> [Challenge] Extract every line below that contains the word "green", treating uppercase and lowercase letters as different.

> [Input data]
•••

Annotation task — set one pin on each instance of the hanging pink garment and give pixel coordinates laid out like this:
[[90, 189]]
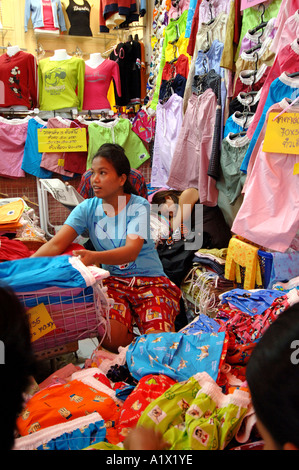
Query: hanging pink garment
[[194, 147], [269, 215]]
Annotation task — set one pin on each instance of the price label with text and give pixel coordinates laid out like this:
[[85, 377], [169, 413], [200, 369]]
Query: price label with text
[[62, 140], [282, 134]]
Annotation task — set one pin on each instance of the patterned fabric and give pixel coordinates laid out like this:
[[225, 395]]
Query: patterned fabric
[[150, 302], [196, 415], [176, 355]]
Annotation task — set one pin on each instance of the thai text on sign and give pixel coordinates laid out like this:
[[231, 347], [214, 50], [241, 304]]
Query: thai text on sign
[[282, 134], [62, 140]]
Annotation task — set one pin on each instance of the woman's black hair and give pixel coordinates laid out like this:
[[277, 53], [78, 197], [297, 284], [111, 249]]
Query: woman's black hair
[[272, 375], [115, 154], [17, 364]]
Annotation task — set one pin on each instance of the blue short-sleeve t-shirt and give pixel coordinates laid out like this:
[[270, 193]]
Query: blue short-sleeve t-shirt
[[107, 233]]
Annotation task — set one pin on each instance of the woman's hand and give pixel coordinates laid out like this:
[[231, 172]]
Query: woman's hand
[[86, 256]]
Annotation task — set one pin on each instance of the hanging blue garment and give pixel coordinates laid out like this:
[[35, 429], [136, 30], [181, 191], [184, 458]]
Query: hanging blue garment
[[176, 355]]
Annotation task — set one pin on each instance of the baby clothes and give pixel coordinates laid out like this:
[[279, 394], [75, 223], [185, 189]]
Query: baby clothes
[[196, 415], [232, 154], [194, 148], [119, 132], [176, 355], [169, 118], [240, 253], [271, 225]]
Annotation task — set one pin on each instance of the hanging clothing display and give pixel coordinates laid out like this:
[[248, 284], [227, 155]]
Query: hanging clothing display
[[61, 83], [96, 85], [34, 11], [118, 131], [18, 80]]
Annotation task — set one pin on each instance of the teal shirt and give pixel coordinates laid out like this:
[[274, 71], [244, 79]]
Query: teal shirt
[[107, 233], [118, 131]]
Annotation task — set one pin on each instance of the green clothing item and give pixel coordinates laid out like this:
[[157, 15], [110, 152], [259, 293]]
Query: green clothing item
[[172, 32], [252, 17], [118, 132], [196, 415], [61, 83]]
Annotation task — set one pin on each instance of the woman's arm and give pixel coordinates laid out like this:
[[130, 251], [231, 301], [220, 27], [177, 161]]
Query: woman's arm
[[58, 244], [122, 255]]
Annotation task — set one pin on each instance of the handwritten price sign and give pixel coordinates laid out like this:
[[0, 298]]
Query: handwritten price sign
[[282, 135], [62, 140], [40, 322]]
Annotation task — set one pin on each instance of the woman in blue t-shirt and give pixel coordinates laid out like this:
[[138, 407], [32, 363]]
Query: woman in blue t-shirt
[[118, 222]]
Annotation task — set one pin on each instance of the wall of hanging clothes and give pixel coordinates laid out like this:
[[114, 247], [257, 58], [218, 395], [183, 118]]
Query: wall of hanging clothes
[[216, 72]]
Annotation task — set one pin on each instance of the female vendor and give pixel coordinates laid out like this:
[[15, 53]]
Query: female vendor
[[119, 228]]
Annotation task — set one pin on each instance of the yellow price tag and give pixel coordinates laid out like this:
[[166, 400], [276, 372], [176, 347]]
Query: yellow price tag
[[282, 134], [62, 140], [40, 322]]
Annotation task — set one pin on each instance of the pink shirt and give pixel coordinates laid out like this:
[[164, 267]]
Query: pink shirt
[[48, 16], [96, 85], [285, 61]]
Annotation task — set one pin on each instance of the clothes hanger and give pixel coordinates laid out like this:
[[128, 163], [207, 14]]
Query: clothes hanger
[[262, 24]]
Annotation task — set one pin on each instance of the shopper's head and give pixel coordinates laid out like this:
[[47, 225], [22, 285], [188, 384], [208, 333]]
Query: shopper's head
[[16, 364], [273, 378], [112, 160], [166, 202]]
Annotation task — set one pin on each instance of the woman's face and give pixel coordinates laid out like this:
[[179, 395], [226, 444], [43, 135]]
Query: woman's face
[[105, 181], [169, 208]]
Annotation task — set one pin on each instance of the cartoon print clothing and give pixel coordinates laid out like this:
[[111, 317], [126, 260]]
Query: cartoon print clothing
[[18, 80], [64, 402], [196, 415], [147, 390], [176, 355], [152, 303], [61, 83]]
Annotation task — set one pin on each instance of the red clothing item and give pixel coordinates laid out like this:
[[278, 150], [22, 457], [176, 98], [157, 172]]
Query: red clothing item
[[18, 80], [96, 85], [171, 69], [285, 61]]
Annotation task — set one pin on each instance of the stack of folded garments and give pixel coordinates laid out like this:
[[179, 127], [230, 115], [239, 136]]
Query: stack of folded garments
[[205, 281]]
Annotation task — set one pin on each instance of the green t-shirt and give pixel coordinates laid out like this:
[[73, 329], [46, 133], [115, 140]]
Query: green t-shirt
[[61, 83]]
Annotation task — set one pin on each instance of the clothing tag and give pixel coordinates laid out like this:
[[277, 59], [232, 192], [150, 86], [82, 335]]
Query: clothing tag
[[296, 169], [40, 322]]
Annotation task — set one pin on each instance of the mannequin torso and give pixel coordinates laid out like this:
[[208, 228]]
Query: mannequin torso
[[94, 60]]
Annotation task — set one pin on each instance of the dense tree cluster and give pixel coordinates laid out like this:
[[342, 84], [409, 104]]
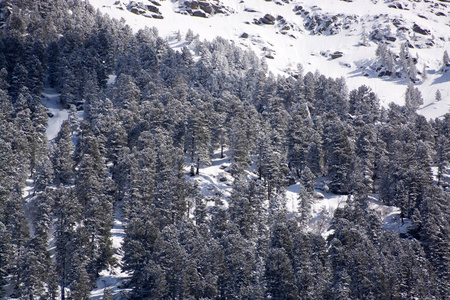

•••

> [The response]
Annotation task — set one pin on each instance of the green clothing item and give pixel coordinates laid out like this:
Query: green clothing item
Annotation task — set one pin on each instance of the green t-shirt and give pixel coordinates laid out like this:
Query: green t-shirt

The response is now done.